======== Article ========

Ideally, the authors would create the content as meaningful XML text or RDF triples, so that parsing the semantics would be much easier. A side benefit is that this content can then be easily published in a variety of ways and there would be SEO benefits as well, if search engines could understand it more easily. But tools that create information in this way, and yet are natural and easy for authors to use, don't appear to be on their way; and the creation of a custom tool for each individual domain, seems a difficult and expensive proposition.

Car Review Example

As a more concrete example: imagine that you control a web site called New-Car-Reviews.com, a hypothetical site that reviews new cars; you pay expert authors to write reviews of new car models every year for this site. Unlike other automobile characteristics, reviews cannot be easily stored into a database and queried. Conceptually, your reviews are similar to this review for the 2008 Volvo S40 2.4i sedan on the automotive site Kelley Blue Book.

In the current paradigm, a typical element of the review is usually written something like this:

    <span id="ctl00">You'll Like This Car If...</span>
        ...description_positive...
    <span id="ctl00">You May Not Like This Car If...</span>
       ...desc
ription_negative...

For the future, imagine this: when your authors are originally composing this review, what if they could instead create it with semantic markup embedded:
(In this example, I use straight XML for simplicity; the actual format of the content could be RDF-triples, or some other improved format)

    <advantages>You'll Like This Car If...
        <text>...desc
ription_positive...<text>
    </advantages>
    <disadvantages>
You May Not Like This Car If...
        <text>...description_negative...<text>
    </disadvantages>

then you can get more value out out of the same content:

  (a) You can easily *re-purpose* the content in additional ways, such as for mobile devices, RSS feeds, web services APIs, mashups and so on
  (b) As search engines start to take advantage of semantic notation, you get SEO benefits
(c) You can provide users with ways to query the content *intelligently* ("show me cars which are family-friendly AND don't roll over easily vs those that work better off-road AND seat 7"), using tools such as the recently-released SPARQL .

========

• Required work:
Which recently released tool does the article name for querying content intelligently? You won't need the records.

======== Excerpted records ========

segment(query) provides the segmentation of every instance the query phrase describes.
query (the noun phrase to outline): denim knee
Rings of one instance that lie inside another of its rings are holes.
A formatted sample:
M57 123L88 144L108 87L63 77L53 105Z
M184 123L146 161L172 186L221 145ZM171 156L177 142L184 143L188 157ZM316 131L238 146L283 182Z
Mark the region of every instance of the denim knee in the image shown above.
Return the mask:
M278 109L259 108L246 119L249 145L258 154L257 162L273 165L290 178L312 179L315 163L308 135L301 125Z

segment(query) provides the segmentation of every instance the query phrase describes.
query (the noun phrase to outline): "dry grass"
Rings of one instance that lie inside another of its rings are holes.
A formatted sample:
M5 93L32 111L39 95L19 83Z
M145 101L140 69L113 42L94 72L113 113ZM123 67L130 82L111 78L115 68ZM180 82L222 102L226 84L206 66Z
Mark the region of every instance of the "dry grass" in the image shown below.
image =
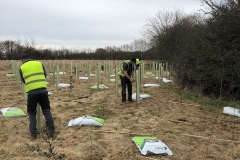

========

• Exercise output:
SPARQL